Task item
In your copy, set down the entries exactly and exclude the pictures.

---+---

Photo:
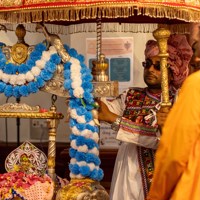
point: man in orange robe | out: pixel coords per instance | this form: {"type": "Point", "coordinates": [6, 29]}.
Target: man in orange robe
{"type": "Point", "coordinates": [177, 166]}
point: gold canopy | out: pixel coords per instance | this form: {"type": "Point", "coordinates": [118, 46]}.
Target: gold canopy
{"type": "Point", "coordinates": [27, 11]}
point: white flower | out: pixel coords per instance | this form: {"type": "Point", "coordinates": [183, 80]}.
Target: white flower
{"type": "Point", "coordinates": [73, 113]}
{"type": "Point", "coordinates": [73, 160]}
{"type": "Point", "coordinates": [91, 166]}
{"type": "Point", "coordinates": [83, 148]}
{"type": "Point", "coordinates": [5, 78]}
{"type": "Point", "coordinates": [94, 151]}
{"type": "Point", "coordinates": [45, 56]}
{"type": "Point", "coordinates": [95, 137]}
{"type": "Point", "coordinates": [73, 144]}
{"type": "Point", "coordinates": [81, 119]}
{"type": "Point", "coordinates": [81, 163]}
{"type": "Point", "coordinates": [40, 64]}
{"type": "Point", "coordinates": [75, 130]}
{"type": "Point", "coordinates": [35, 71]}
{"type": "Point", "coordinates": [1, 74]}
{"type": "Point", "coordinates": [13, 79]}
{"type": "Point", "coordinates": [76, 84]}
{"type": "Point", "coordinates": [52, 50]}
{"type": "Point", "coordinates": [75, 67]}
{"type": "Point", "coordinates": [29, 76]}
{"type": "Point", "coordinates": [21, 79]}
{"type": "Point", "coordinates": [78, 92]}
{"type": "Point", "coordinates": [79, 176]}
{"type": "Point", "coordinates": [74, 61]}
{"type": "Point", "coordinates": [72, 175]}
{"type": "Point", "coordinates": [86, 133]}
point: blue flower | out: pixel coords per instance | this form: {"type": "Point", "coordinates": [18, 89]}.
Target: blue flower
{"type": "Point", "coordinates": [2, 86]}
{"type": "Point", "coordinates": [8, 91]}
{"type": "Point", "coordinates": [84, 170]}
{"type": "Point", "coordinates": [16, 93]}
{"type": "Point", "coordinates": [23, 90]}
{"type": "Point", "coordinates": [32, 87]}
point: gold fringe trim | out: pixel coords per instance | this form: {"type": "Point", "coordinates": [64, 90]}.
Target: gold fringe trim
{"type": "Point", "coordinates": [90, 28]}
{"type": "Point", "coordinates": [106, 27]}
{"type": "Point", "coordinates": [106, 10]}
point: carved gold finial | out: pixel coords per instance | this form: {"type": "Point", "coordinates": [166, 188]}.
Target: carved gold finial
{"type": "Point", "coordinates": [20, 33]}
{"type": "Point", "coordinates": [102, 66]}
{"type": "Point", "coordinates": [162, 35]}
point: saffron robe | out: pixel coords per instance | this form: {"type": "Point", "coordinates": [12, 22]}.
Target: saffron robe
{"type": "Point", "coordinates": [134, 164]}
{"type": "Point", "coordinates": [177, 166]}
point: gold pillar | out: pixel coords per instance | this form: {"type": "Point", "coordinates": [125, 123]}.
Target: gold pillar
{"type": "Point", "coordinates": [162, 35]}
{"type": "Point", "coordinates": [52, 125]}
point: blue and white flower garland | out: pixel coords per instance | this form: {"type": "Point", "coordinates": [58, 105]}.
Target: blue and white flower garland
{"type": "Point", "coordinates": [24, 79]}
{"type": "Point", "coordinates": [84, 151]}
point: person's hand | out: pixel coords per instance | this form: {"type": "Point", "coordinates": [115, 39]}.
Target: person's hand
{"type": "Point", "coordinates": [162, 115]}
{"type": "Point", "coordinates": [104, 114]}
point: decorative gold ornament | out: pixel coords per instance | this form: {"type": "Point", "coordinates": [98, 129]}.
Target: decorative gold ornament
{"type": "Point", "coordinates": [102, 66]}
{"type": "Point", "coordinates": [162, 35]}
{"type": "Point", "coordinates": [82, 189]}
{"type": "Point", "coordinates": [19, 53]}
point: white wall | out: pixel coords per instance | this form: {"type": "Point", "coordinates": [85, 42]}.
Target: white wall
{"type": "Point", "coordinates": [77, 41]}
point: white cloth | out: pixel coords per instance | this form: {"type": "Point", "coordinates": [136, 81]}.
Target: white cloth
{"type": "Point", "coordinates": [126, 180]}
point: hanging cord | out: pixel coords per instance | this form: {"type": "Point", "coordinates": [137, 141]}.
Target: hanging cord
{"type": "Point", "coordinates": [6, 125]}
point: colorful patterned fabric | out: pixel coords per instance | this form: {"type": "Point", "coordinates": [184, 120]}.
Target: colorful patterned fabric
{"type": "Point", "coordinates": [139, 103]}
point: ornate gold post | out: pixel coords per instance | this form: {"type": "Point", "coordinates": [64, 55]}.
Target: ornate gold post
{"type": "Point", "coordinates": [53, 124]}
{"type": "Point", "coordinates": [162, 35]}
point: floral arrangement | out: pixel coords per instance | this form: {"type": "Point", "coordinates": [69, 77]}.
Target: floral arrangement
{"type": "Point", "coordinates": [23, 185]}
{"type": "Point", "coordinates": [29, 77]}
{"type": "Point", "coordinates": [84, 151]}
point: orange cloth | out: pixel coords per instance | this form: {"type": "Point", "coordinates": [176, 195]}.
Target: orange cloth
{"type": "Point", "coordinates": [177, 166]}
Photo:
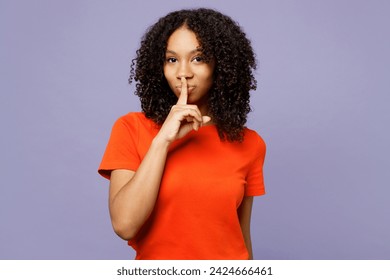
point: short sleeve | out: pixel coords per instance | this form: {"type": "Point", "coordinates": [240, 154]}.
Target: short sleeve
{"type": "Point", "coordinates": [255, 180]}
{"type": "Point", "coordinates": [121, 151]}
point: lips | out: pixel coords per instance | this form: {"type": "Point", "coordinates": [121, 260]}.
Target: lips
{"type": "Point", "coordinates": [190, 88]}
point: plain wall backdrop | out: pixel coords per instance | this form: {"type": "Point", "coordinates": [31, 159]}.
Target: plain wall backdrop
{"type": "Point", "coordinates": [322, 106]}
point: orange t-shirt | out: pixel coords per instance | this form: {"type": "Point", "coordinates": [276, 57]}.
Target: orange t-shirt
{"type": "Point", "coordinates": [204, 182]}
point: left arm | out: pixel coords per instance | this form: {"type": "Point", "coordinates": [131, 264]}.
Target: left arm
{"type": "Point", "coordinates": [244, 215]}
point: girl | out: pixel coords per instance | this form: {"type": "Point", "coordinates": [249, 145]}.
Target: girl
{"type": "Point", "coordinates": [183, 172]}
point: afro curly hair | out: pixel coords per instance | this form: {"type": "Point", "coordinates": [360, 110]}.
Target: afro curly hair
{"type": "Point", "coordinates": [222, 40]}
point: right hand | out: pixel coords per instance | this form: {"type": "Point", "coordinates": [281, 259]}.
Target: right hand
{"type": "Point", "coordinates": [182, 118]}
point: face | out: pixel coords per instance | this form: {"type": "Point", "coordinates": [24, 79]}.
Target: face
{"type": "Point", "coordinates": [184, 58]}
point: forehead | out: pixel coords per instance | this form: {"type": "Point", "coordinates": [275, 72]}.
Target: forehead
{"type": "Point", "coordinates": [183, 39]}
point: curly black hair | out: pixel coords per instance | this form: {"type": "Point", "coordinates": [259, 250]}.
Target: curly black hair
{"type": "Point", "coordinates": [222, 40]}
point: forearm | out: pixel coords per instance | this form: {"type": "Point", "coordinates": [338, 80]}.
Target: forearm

---+---

Result below
Photo:
point: man in orange robe | out: pixel coords per instance | this form: {"type": "Point", "coordinates": [6, 29]}.
Target: man in orange robe
{"type": "Point", "coordinates": [177, 166]}
point: gold canopy | out: pixel coords per instance | this form: {"type": "Point", "coordinates": [118, 46]}.
Target: gold canopy
{"type": "Point", "coordinates": [27, 11]}
point: white flower | out: pixel coords per instance | this form: {"type": "Point", "coordinates": [183, 80]}.
Target: white flower
{"type": "Point", "coordinates": [73, 113]}
{"type": "Point", "coordinates": [73, 160]}
{"type": "Point", "coordinates": [91, 166]}
{"type": "Point", "coordinates": [83, 148]}
{"type": "Point", "coordinates": [5, 78]}
{"type": "Point", "coordinates": [94, 151]}
{"type": "Point", "coordinates": [45, 56]}
{"type": "Point", "coordinates": [95, 137]}
{"type": "Point", "coordinates": [73, 144]}
{"type": "Point", "coordinates": [81, 119]}
{"type": "Point", "coordinates": [81, 163]}
{"type": "Point", "coordinates": [40, 64]}
{"type": "Point", "coordinates": [75, 130]}
{"type": "Point", "coordinates": [35, 71]}
{"type": "Point", "coordinates": [1, 74]}
{"type": "Point", "coordinates": [13, 79]}
{"type": "Point", "coordinates": [76, 84]}
{"type": "Point", "coordinates": [52, 50]}
{"type": "Point", "coordinates": [75, 67]}
{"type": "Point", "coordinates": [29, 76]}
{"type": "Point", "coordinates": [21, 79]}
{"type": "Point", "coordinates": [78, 92]}
{"type": "Point", "coordinates": [79, 176]}
{"type": "Point", "coordinates": [74, 61]}
{"type": "Point", "coordinates": [72, 175]}
{"type": "Point", "coordinates": [86, 133]}
point: blue flower | out: pixel coords per instance | this form: {"type": "Point", "coordinates": [18, 89]}.
Target: blue flower
{"type": "Point", "coordinates": [2, 86]}
{"type": "Point", "coordinates": [8, 91]}
{"type": "Point", "coordinates": [84, 170]}
{"type": "Point", "coordinates": [16, 93]}
{"type": "Point", "coordinates": [23, 90]}
{"type": "Point", "coordinates": [32, 87]}
point: gold fringe trim | out: pixel coords per instance | this form: {"type": "Point", "coordinates": [64, 90]}.
Target: gold fringe trim
{"type": "Point", "coordinates": [90, 28]}
{"type": "Point", "coordinates": [106, 27]}
{"type": "Point", "coordinates": [106, 10]}
point: carved gold finial | out: pixel coords per instance | this form: {"type": "Point", "coordinates": [166, 188]}.
Target: carved gold finial
{"type": "Point", "coordinates": [20, 33]}
{"type": "Point", "coordinates": [102, 66]}
{"type": "Point", "coordinates": [162, 35]}
point: saffron robe | out: pixel coords per instance | this form: {"type": "Point", "coordinates": [12, 22]}.
Target: saffron robe
{"type": "Point", "coordinates": [134, 164]}
{"type": "Point", "coordinates": [177, 166]}
point: gold pillar | out: pixel coords per instance | this form: {"type": "Point", "coordinates": [125, 123]}.
Target: gold pillar
{"type": "Point", "coordinates": [162, 35]}
{"type": "Point", "coordinates": [52, 125]}
point: blue and white flower garland | out: pixel coords per instance | this form: {"type": "Point", "coordinates": [58, 105]}.
Target: blue and white flower garland
{"type": "Point", "coordinates": [24, 79]}
{"type": "Point", "coordinates": [84, 151]}
point: person's hand | out: pixel coords per instance | this form: {"type": "Point", "coordinates": [115, 39]}.
Target: person's hand
{"type": "Point", "coordinates": [162, 115]}
{"type": "Point", "coordinates": [104, 114]}
point: decorative gold ornament | out: pixel coords per instance | this form: {"type": "Point", "coordinates": [98, 129]}.
Target: decorative gold ornament
{"type": "Point", "coordinates": [102, 66]}
{"type": "Point", "coordinates": [162, 35]}
{"type": "Point", "coordinates": [82, 189]}
{"type": "Point", "coordinates": [19, 53]}
point: white wall | out: pixel coords per instance | this form: {"type": "Point", "coordinates": [85, 42]}.
Target: white wall
{"type": "Point", "coordinates": [77, 41]}
point: white cloth | out: pixel coords per instance | this form: {"type": "Point", "coordinates": [136, 81]}.
Target: white cloth
{"type": "Point", "coordinates": [126, 180]}
point: hanging cord | out: pixel coords per instance | this form: {"type": "Point", "coordinates": [137, 141]}.
Target: hanging cord
{"type": "Point", "coordinates": [6, 125]}
point: colorful patterned fabric | out: pixel coords per instance | this form: {"type": "Point", "coordinates": [184, 120]}.
Target: colorful patterned fabric
{"type": "Point", "coordinates": [139, 103]}
point: ornate gold post | out: pixel coords per instance | this form: {"type": "Point", "coordinates": [64, 55]}.
Target: ornate gold post
{"type": "Point", "coordinates": [53, 124]}
{"type": "Point", "coordinates": [162, 35]}
point: floral arrangement | out: pixel coords per instance | this form: {"type": "Point", "coordinates": [69, 77]}.
Target: floral arrangement
{"type": "Point", "coordinates": [23, 185]}
{"type": "Point", "coordinates": [29, 77]}
{"type": "Point", "coordinates": [84, 151]}
point: orange cloth | out: pixel coords per instance | this form: {"type": "Point", "coordinates": [176, 195]}.
Target: orange cloth
{"type": "Point", "coordinates": [177, 166]}
Photo:
point: short sleeve | out: pixel coords per instance | this form: {"type": "Point", "coordinates": [240, 154]}.
Target: short sleeve
{"type": "Point", "coordinates": [255, 180]}
{"type": "Point", "coordinates": [121, 151]}
point: lips | out: pixel coords per instance | this form: {"type": "Point", "coordinates": [121, 260]}.
Target: lips
{"type": "Point", "coordinates": [190, 88]}
point: plain wall backdrop | out: pixel coords per instance | this form: {"type": "Point", "coordinates": [31, 159]}.
Target: plain wall backdrop
{"type": "Point", "coordinates": [322, 106]}
point: orange t-shirt | out: pixel coords per instance | this form: {"type": "Point", "coordinates": [276, 57]}.
Target: orange t-shirt
{"type": "Point", "coordinates": [204, 182]}
point: left arm | out: pixel coords per instance | this form: {"type": "Point", "coordinates": [131, 264]}.
Target: left arm
{"type": "Point", "coordinates": [244, 215]}
point: girl | out: pixel coords per instance | this form: {"type": "Point", "coordinates": [249, 145]}.
Target: girl
{"type": "Point", "coordinates": [183, 172]}
point: afro curly hair | out: pixel coords per instance | this form: {"type": "Point", "coordinates": [360, 110]}.
Target: afro curly hair
{"type": "Point", "coordinates": [222, 40]}
point: right hand | out: pixel coords per instance | this form: {"type": "Point", "coordinates": [281, 259]}.
Target: right hand
{"type": "Point", "coordinates": [182, 118]}
point: face | out: pixel coords per instance | this form: {"type": "Point", "coordinates": [24, 79]}.
Target: face
{"type": "Point", "coordinates": [184, 58]}
point: forehead | out: pixel coords per instance | this form: {"type": "Point", "coordinates": [275, 72]}.
Target: forehead
{"type": "Point", "coordinates": [183, 39]}
point: curly black hair | out: pixel coords per instance | this form: {"type": "Point", "coordinates": [259, 250]}.
Target: curly black hair
{"type": "Point", "coordinates": [222, 40]}
point: forearm | out: pixel coords per instance | this form: {"type": "Point", "coordinates": [338, 80]}.
Target: forearm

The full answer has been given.